→ **Kurzauftrag 1**
Welches Aktenzeichen nennt der Auszug zum Zeitreihenvergleich für das Urteil des BFH?
→ **Kurzauftrag 2**
Führe den Text über das BFH-Urteil zum Zeitreihenvergleich ab seinem letzten Satz weiter.

→ **Ausgewählter Auszug**
▬▬▬▬▬▬▬▬▬▬

Das Urteil zum Zeitreihenvergleich ist da – Erfolg auf der ganzen Linie oder Pyrrhussieg für Gastronomen?

Nun ist es amtlich: Der BFH hat den Zeitreihenvergleich tatsächlich in weiten Zügen als Schätzungsmethode verworfen (BFH 25.03.2015, X R 20/13).  Dieser ist nur noch in ganz engen Grenzen zulässig, wie der BFH in seiner Pressemitteilung vom heutigen Tage schreibt:

  1. Die Durchführung eines Zeitreihenvergleichs setzt voraus, dass im Betrieb das Verhältnis zwischen dem Wareneinsatz und den Erlösen im betrachteten Zeitraum weitgehend konstant ist. Es darf zudem im maßgebenden Zeitraum nicht zu solchen Änderungen in der Betriebsstruktur gekommen sein, die – nicht anderweitig behebbare – wesentliche Unsicherheiten bei der Aufstellung und Interpretation des Zahlenwerks mit sich bringen.
  2. Bei einer Buchführung, die formell ordnungsgemäß ist oder nur geringfügige formelle Mängel aufweist, kann der Nachweis der materiellen Unrichtigkeit grundsätzlich nicht allein aufgrund der Ergebnisse eines Zeitreihenvergleichs geführt werden.
  3. Ist die Buchführung formell nicht ordnungsgemäß, sind aber materielle Unrichtigkeiten der Einnahmenerfassung nicht konkret nachgewiesen, können die Ergebnisse eines Zeitreihenvergleichs nur dann einen Anhaltspunkt für die Höhe der erforderlichen Hinzuschätzung bilden, wenn andere Schätzungsmethoden, die auf betriebsinternen Daten aufbauen oder in anderer Weise die individuellen Verhältnisse des jeweiligen Steuerpflichtigen berücksichtigen, nicht sinnvoll einsetzbar sind. Bei verbleibenden Zweifeln können Abschläge in einem Umfang geboten sein, der über eine bloße Abrundung hinausgeht.
  4. Steht bereits aus anderen Gründen fest, dass die Buchführung sowohl formell als auch materiell unrichtig ist und übersteigt die nachgewiesene materielle Unrichtigkeit eine von den Umständen des Einzelfalls abhängige Bagatellschwelle, können die Ergebnisse eines – technisch korrekt durchgeführten – Zeitreihenvergleichs auch für die Ermittlung der erforderlichen Hinzuschätzung der Höhe nach herangezogen werden, sofern sich im Einzelfall keine andere Schätzungsmethode aufdrängt, die tendenziell zu genaueren Ergebnissen führt und mit vertretbarem Aufwand einsetzbar ist.

▬▬▬▬▬▬▬▬▬▬

→ **Datensatzinhalt**
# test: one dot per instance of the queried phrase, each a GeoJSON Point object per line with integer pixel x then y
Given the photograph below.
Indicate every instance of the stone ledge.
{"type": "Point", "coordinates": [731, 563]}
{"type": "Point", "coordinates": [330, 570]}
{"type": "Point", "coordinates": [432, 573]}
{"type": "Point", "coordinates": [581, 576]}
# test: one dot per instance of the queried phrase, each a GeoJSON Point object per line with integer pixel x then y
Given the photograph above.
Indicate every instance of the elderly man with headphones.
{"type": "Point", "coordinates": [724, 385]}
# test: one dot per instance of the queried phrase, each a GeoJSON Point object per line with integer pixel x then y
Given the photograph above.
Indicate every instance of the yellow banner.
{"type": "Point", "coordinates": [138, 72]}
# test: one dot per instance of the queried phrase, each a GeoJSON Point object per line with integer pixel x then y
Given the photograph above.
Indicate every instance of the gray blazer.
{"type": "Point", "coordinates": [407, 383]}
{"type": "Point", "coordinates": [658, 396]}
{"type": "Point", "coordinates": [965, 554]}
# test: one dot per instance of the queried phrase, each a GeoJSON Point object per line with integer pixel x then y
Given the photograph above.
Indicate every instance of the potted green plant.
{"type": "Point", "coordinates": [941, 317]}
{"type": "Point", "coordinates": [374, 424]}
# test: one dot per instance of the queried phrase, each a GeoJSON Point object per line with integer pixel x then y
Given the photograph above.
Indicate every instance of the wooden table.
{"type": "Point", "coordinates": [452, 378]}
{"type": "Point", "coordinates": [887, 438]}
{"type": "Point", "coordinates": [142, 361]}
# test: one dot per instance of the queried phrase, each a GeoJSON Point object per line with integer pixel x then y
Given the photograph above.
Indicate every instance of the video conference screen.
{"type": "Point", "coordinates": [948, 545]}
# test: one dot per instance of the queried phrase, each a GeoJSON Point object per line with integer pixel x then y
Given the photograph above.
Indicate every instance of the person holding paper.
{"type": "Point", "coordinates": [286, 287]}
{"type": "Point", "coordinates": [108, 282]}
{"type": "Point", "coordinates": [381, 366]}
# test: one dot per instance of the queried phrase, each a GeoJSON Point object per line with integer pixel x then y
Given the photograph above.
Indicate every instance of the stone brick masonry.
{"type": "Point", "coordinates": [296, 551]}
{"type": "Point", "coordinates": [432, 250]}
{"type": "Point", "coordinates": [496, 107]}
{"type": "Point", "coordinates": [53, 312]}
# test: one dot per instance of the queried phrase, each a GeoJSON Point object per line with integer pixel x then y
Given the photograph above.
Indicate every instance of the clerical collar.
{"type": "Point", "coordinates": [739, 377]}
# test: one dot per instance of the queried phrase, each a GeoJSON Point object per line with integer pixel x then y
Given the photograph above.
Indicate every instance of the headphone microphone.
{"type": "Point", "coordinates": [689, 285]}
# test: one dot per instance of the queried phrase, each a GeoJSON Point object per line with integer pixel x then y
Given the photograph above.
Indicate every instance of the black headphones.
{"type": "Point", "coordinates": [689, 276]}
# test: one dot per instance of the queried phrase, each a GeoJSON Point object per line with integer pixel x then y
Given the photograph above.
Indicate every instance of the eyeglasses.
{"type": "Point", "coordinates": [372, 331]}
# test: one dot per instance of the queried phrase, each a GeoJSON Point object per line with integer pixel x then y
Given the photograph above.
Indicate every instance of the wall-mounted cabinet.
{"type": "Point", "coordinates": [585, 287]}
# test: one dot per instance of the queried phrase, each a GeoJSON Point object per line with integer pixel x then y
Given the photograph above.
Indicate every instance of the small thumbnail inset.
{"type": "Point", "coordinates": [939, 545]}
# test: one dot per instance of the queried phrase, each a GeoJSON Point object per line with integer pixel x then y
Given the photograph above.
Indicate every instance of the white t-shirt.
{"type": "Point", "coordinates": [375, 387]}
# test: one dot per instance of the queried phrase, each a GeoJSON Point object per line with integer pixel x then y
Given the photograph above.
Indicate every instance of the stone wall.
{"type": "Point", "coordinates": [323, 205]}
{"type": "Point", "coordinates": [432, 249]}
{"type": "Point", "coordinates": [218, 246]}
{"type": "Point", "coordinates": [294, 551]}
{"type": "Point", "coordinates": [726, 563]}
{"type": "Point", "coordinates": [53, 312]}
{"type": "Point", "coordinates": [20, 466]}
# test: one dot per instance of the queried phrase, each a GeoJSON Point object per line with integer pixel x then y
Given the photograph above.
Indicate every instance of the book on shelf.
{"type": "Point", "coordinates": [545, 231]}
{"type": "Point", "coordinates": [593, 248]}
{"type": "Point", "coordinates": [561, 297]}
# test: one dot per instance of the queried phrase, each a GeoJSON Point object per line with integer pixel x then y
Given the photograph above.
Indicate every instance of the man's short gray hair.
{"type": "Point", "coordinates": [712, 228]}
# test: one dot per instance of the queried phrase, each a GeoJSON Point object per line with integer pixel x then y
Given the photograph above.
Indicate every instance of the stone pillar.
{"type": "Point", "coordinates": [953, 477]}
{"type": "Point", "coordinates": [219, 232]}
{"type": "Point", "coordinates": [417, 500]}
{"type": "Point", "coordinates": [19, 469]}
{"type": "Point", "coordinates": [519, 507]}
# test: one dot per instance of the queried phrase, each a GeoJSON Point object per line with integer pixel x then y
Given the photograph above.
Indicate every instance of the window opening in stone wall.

▬▬▬▬▬▬▬▬▬▬

→ **Antwortbereich 1**
X R 20/13 (Urteil vom 25.03.2015).

→ **Antwortbereich 2**
  5. Bei einem programmierbaren Kassensystem stellt das Fehlen der aufbewahrungspflichtigen Betriebsanleitung sowie der Protokolle nachträglicher Programmänderungen einen formellen Mangel dar, dessen Bedeutung dem Fehlen von Tagesendsummenbons bei einer Registrierkasse oder dem Fehlen von Kassenberichten bei einer offenen Ladenkasse gleichsteht und der daher grundsätzlich schon für sich genommen zu einer Hinzuschätzung berechtigt.

Das Urteil des BFH sollte in betroffenen Fällen unbedingt zur Hand genommen werden. Selten habe ich zu der Problematik der Hinzuschätzungen ein Urteil gesehen, das so detailliert und vor allem verständlich aufzeigt, welche Möglichkeiten sich der Finanzverwaltung bieten und wo ihre Grenzen liegen. Bemerkenswert ist auch, dass sich die Richter des X. Senats – trotz Zurückverweisung an das FG – die Mühe gemacht haben, selbst zu errechnen (!), welche Hinzuschätzung angemessen sein könnte.

Die aktuelle Entscheidung ist zunächst einmal als äußerst positiv zu werten, zumal sich die Richter auch mit rechtsstaatlichen Bedenken gegen die Analysemethoden beschäftigt haben. Die Datenmengen, mit denen sich Steuerpflichtige und Berater konfrontiert sehen, seien so groß, dass eine grundlegende Überprüfung durch die Gerichte kaum zu leisten sein dürfte.

Allerdings wird die Zukunft zeigen, ob die Unternehmen, die überwiegend Bargeschäfte tätigen, insbesondere die Gastronomie, nur einen Pyrrhussieg davongetragen haben könnten. Denn es soll – vorsichtig ausgedrückt – Betriebsprüfungen gegeben haben, bei denen Steuerpflichtige durchaus froh waren, dass die Hinzuschätzungen lediglich auf dem Zeitreihenvergleich beruhten, man sich schnell geeinigt und der Prüfer nicht weiter nachgeforscht habe. Möglicherweise wird die Finanzverwaltung nun mehr Zeit auf weitere Nachforschungen verwenden und ihre Kalkulationsmethoden verfeinern. Und das kann dann wiederum ungemütlich werden.